9. It was also contended that the said agreement was signed by the directors of the petitioner/owner, namely, Mr. Sanjeev Kumar Sharma and Mr. Vinod Kumar Sharma without holding any Board meeting and without any resolution of the company and that in view of the inter-se disputes between the shareholders/directors of the petitioner/owner, a petition also came to be filed subsequently before the Company Law Board under Section 357, 358, 401 and 403 of the Companies Act 1956, in which, a restraint order came to be passed against the said directors restraining them from creating any third party interest or enter into any Collaboration Agreement without the consent of the other directors i.e. Mr. Deen Dayal Garg and Ms. Beena Mittal.

SETTLEMENT DURING THE COURSE OF ARBITRAL PROCEEDINGS

10. Significantly, during the course of the arbitral proceedings, on 18.09.2017, respective counsel for the parties who were appearing before the learned Sole Arbitrator, submitted that the matter had been fully and completely settled. This has been recorded in the impugned award. It has also been noticed therein that when the statement was made, Mr. Sanjay Kumar Mittal and Ms. Anjali Bhardwaj, directors of the petitioner/owner were also present and who also affirmed that the matter had been settled. The statements were also recorded to this effect, alongwith the statement of the learned counsel for the respondent/claimant. It has been specifically recorded in the award as under:- “(iv) It appeared that the matter was fully and finally settled between the parties, on the terms and conditions recorded in the said proceedings which were duly supported by the statements of two directors of the Respondent company on oath, as noted above. The settlement appeared to have been lawfully arrived at and the same was accepted and the matter was adjourned to 26.09.2017 to enable the parties to file their respective Board Resolutions.”

**Excerpted records**
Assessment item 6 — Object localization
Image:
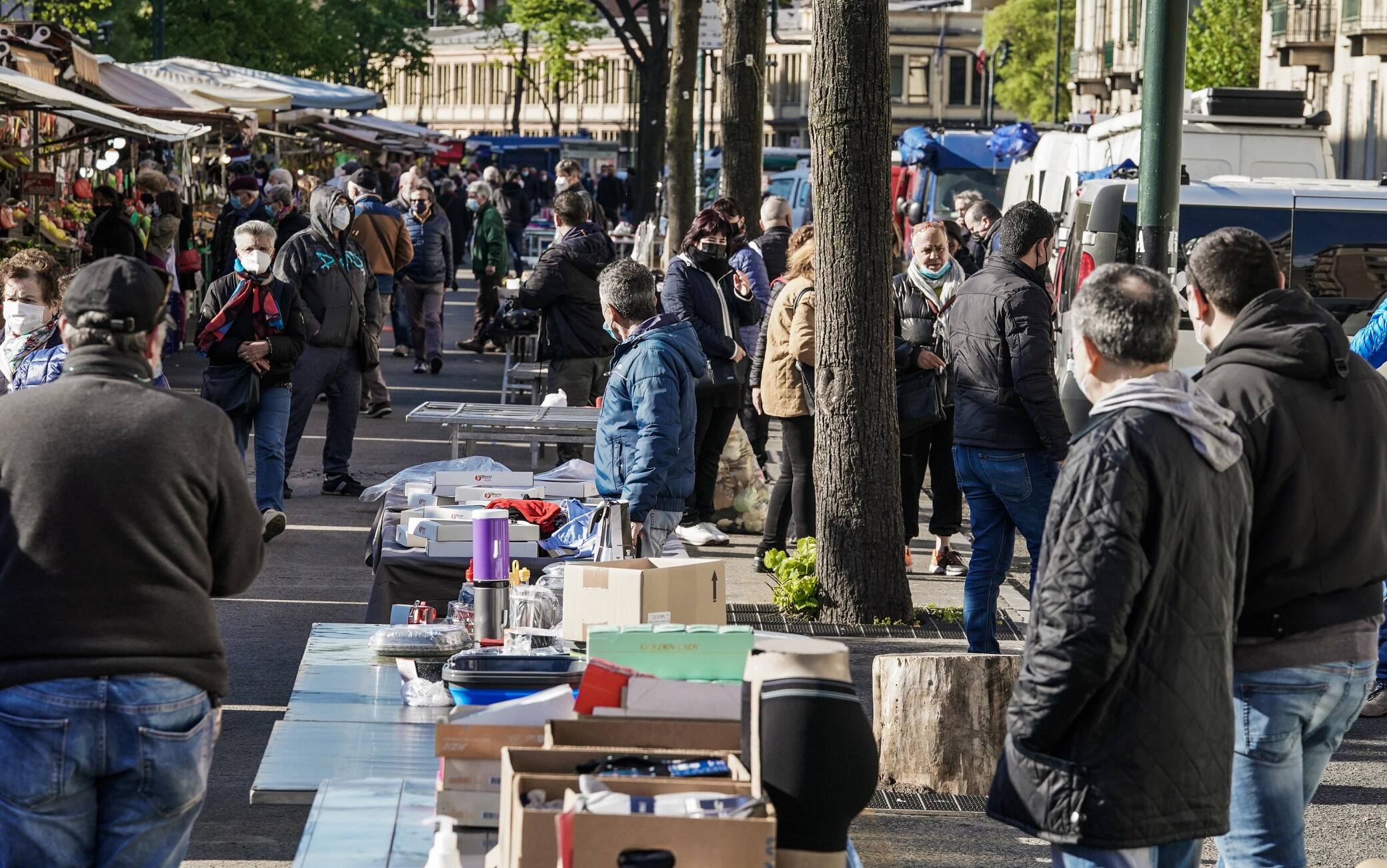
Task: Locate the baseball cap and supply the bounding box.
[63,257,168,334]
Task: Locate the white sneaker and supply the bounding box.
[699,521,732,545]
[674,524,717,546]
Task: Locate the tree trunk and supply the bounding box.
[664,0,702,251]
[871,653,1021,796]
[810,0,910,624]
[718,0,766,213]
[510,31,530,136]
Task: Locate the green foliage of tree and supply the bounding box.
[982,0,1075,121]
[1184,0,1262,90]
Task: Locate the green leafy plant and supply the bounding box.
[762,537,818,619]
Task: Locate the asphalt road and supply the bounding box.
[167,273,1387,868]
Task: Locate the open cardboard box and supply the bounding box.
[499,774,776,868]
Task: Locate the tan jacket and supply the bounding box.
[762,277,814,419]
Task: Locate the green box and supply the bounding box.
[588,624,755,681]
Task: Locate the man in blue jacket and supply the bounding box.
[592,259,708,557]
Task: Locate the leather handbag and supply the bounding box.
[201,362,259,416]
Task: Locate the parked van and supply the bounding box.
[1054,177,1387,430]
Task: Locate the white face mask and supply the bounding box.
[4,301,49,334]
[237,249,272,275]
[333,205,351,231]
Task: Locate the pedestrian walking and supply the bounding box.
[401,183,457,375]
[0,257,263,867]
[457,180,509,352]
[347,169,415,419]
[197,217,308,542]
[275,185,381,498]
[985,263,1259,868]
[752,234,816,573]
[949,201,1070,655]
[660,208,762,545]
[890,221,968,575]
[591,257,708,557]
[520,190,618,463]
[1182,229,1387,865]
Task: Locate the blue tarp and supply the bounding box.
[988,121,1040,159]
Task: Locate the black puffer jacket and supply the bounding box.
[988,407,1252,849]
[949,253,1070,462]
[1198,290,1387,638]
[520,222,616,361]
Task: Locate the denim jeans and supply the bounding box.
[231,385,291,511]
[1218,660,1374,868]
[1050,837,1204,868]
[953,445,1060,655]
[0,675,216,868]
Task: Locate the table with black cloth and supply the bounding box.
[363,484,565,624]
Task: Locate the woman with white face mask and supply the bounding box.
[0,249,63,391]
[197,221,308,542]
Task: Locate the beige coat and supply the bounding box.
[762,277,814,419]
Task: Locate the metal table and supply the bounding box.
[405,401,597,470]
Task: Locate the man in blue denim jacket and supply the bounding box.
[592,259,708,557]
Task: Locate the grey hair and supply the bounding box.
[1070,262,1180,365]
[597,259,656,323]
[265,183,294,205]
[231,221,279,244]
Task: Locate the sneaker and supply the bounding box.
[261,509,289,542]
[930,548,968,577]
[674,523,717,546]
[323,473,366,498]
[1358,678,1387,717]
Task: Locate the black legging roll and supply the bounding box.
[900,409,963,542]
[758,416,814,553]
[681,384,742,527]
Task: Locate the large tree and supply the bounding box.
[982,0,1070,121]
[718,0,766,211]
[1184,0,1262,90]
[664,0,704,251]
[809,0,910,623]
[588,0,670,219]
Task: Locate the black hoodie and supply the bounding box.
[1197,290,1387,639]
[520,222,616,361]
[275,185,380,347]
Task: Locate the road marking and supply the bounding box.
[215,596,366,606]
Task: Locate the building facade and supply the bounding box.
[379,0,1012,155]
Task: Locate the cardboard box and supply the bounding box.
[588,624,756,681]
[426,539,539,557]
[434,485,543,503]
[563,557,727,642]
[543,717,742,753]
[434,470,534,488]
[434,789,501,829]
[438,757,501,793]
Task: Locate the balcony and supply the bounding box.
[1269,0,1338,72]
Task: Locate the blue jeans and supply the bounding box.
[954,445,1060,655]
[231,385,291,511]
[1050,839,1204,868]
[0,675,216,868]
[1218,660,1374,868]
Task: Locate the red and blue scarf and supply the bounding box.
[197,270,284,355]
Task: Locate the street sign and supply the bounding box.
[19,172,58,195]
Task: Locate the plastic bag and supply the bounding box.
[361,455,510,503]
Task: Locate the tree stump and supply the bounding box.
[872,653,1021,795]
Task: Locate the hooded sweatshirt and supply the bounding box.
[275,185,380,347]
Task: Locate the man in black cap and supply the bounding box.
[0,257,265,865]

...

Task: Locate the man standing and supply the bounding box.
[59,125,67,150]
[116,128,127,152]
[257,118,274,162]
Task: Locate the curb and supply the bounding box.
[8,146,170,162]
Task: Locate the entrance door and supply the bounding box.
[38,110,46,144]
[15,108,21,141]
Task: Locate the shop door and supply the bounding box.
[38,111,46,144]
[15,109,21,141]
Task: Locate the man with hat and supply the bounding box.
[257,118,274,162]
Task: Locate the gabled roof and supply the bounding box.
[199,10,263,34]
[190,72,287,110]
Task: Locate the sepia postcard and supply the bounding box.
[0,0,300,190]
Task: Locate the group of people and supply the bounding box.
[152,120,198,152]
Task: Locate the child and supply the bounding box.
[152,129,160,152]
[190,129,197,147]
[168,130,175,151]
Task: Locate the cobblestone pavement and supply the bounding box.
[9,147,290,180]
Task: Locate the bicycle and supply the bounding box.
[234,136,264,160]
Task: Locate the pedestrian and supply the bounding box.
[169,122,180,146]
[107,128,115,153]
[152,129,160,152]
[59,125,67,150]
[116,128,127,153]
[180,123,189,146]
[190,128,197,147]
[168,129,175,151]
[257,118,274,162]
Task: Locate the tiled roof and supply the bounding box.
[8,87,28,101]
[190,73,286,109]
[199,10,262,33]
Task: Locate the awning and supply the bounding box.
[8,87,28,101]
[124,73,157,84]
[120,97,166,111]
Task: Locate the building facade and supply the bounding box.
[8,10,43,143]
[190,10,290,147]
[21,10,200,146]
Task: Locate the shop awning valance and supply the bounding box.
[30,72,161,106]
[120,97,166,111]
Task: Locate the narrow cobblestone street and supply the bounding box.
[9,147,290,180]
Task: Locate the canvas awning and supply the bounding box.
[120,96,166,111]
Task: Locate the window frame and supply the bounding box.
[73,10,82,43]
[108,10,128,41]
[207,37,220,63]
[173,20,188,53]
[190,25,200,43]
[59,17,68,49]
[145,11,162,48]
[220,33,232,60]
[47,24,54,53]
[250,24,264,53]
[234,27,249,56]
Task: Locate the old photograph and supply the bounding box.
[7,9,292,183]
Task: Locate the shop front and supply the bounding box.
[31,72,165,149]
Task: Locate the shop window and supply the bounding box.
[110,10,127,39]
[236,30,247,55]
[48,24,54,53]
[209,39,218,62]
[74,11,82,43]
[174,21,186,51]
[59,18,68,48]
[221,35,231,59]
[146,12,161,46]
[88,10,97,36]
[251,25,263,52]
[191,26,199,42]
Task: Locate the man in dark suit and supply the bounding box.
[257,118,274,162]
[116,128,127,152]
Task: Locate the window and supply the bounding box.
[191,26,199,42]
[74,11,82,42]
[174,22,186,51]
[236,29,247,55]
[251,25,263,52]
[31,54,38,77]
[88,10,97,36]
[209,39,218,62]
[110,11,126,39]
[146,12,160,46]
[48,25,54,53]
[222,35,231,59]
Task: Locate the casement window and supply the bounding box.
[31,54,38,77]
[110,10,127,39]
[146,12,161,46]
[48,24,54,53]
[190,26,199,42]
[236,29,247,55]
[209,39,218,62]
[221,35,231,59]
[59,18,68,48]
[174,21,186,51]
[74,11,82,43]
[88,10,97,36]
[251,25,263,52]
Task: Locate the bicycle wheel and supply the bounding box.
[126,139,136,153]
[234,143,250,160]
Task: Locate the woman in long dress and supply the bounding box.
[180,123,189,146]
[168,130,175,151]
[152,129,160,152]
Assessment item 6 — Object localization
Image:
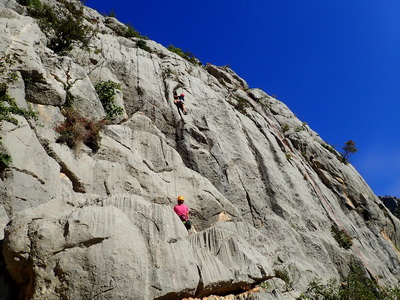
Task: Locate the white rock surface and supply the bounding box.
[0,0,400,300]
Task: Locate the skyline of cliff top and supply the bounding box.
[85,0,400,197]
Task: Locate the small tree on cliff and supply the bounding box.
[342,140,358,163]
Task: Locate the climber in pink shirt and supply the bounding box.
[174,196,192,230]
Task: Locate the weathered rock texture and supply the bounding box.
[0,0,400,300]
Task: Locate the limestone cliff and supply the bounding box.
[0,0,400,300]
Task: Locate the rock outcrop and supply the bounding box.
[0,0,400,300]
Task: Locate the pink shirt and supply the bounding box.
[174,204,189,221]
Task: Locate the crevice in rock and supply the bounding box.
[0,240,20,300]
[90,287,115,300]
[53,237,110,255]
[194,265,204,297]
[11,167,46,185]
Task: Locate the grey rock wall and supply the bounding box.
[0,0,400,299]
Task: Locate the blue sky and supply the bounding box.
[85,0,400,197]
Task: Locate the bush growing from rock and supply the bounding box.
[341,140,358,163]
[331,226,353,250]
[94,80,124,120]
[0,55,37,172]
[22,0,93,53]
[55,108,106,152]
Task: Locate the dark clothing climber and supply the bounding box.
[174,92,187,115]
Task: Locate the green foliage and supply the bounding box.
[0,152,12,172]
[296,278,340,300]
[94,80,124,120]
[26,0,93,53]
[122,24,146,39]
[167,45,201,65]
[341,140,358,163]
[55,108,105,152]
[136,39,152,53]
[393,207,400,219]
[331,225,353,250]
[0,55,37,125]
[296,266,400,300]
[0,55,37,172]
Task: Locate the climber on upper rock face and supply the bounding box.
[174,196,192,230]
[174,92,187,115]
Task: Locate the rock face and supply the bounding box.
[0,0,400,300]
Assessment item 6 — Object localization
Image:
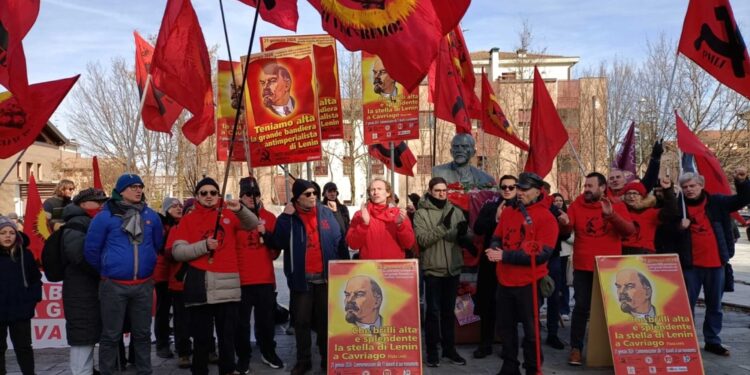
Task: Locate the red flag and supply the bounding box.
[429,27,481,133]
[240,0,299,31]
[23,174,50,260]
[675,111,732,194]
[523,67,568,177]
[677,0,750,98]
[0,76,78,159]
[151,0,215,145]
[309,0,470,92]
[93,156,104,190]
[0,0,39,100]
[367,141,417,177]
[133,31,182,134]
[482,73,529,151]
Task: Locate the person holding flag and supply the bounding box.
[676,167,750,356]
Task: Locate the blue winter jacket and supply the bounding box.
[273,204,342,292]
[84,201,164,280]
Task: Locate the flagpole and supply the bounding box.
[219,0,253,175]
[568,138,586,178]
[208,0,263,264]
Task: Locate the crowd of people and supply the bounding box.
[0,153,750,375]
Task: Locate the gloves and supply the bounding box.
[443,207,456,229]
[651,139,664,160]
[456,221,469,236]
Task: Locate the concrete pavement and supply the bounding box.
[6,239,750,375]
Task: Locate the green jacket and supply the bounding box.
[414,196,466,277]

**Written task 1**
In the judgment excerpt, repeat the passage from "9. It was also" up to and including "Ms. Beena Mittal.".
**Written task 2**
According to the judgment excerpt, which two directors of the petitioner/owner were present and affirmed that the matter had been settled?

**Final result 1**
9. It was also contended that the said agreement was signed by the directors of the petitioner/owner, namely, Mr. Sanjeev Kumar Sharma and Mr. Vinod Kumar Sharma without holding any Board meeting and without any resolution of the company and that in view of the inter-se disputes between the shareholders/directors of the petitioner/owner, a petition also came to be filed subsequently before the Company Law Board under Section 357, 358, 401 and 403 of the Companies Act 1956, in which, a restraint order came to be passed against the said directors restraining them from creating any third party interest or enter into any Collaboration Agreement without the consent of the other directors i.e. Mr. Deen Dayal Garg and Ms. Beena Mittal.

**Final result 2**
Mr. Sanjay Kumar Mittal and Ms. Anjali Bhardwaj.